* WORK ITEM *
Report every line of the records below that contains the word "clicks".

* SUPPLIED RECORDS *
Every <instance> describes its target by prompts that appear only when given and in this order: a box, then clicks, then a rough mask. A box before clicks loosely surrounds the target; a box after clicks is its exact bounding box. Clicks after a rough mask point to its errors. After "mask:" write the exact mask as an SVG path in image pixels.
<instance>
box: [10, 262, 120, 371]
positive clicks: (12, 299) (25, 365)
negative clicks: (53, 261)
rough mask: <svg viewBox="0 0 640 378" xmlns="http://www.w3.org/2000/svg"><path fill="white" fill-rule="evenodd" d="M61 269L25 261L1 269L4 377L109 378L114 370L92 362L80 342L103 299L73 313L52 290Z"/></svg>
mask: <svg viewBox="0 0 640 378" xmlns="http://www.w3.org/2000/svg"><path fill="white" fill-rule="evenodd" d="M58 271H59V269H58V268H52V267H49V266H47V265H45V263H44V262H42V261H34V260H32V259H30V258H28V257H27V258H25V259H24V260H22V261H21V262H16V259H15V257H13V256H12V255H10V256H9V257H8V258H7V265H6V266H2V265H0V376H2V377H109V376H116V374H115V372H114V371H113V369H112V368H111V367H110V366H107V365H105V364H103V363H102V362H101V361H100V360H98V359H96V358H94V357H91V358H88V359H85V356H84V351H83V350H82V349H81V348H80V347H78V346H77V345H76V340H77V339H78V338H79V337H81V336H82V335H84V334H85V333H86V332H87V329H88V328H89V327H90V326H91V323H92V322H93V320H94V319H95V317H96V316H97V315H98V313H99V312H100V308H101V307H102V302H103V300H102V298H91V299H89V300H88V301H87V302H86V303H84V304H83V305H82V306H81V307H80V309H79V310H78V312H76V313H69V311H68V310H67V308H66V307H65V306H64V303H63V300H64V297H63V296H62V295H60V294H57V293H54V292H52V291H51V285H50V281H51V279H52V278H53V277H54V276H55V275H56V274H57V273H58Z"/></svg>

* ANSWER TO THIS PROBLEM *
Every <instance> describes its target by prompts that appear only when given and in this order: a box, then clicks, then a rough mask. A box before clicks loosely surrounds the target; a box after clicks is its exact bounding box. Clicks after a rough mask point to its errors. After "mask:" write the exact mask as an SVG path in image pixels.
positive clicks: (12, 299) (25, 365)
negative clicks: (53, 261)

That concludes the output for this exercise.